Released Wednesday, a Lexington housing demand report concludes that there’s a need for 15,160 new single-family detached houses, 6,275 apartments and 1,345 condominiums and “other units” by 2025.
Released Wednesday, a Lexington housing demand report concludes that there’s a need for 15,160 new single-family detached houses, 6,275 apartments and 1,345 condominiums and “other units” by 2025. Herald-Leader

Lexington needs an additional 22,780 housing units in the next eight years to fully meet the demand of a projected influx of 40,000 new residents by 2025, according to the final report on housing demand.

Released Wednesday, the report concludes that projected housing demand includes the need for 15,160 new single-family detached houses, 6,275 apartments and 1,345 condominiums and “other units” by 2025.

That works out to more than 3,000 new housing units per year, which would require more than doubling current production levels.

The study, which was sponsored by Fayette Alliance, home builders, Realtors and local government agencies, does not make pricing and economic predictions.

However, Fayette PVA David O’Neill said in a news release accompanying the study that “continued failure to keep pace with demand will drive up housing costs and place the heaviest burden on those at lower incomes. ... The poor, working class and millennials are increasingly looking to surrounding counties for better affordability. Jessamine, Madison and Scott counties are growing faster than Fayette, especially Scott by a factor of 2 1/2 to 1.”

Susan Speckert executive director of the Fayette Alliance had argued in an op-ed published in the Herald-Leader and on Kentucky.com in March that the community should respond to changing demographics by recommitting to infill and redevelopment as its primary growth strategy.

“Done in an intentional and planned way, infill and redevelopment is sustainable and ensures continued investment into and improvement of our city while protecting our iconic Bluegrass landscape,” Speckert wrote.

Although the final version of the study says that Lexington’s “eds and meds” sector — school, college, university and health care — is thriving, Fayette County jobs are increasingly filled by commuters.

In 2014, less than half of all jobs located in the county were filled by Fayette residents, compared with 61.1 percent in 2002.

O’Neill also said that the housing shortage is driving home buyers and investors into neighborhoods in and around Lexington’s urban core, displacing current residents, increasing housing prices and decreasing the number of affordable housing units.

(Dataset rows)

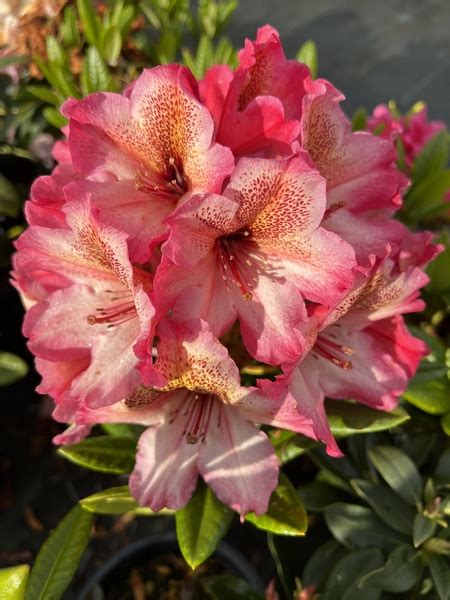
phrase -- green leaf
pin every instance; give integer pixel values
(399, 574)
(43, 93)
(286, 514)
(345, 576)
(399, 472)
(316, 496)
(359, 120)
(432, 158)
(106, 454)
(422, 530)
(9, 198)
(12, 368)
(112, 45)
(227, 587)
(117, 501)
(440, 574)
(445, 423)
(97, 71)
(424, 200)
(386, 504)
(59, 556)
(316, 569)
(357, 527)
(54, 117)
(201, 524)
(432, 397)
(350, 418)
(307, 54)
(89, 21)
(13, 582)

* _SHORT TASK A_
According to the Lexington housing report, how many additional housing units does the city need by 2025?
* _SHORT TASK B_
Rewrite all the dataset rows, requests included, scaling every point coordinate in the answers by 2.35 and rounding to whole numbers with halves going up. Omit the pictures.

* _TASK RESULT A_
22,780 housing units.

* _TASK RESULT B_
phrase -- green leaf
pin every instance; give integer pixel values
(938, 1349)
(101, 219)
(672, 1208)
(811, 1354)
(938, 1109)
(743, 1166)
(844, 282)
(1015, 371)
(249, 1067)
(992, 1246)
(21, 465)
(28, 865)
(263, 106)
(533, 1379)
(275, 1177)
(1034, 1349)
(1046, 994)
(228, 167)
(996, 470)
(907, 1184)
(139, 1307)
(743, 1337)
(839, 1238)
(127, 275)
(472, 1231)
(1015, 933)
(823, 982)
(721, 127)
(209, 49)
(31, 1368)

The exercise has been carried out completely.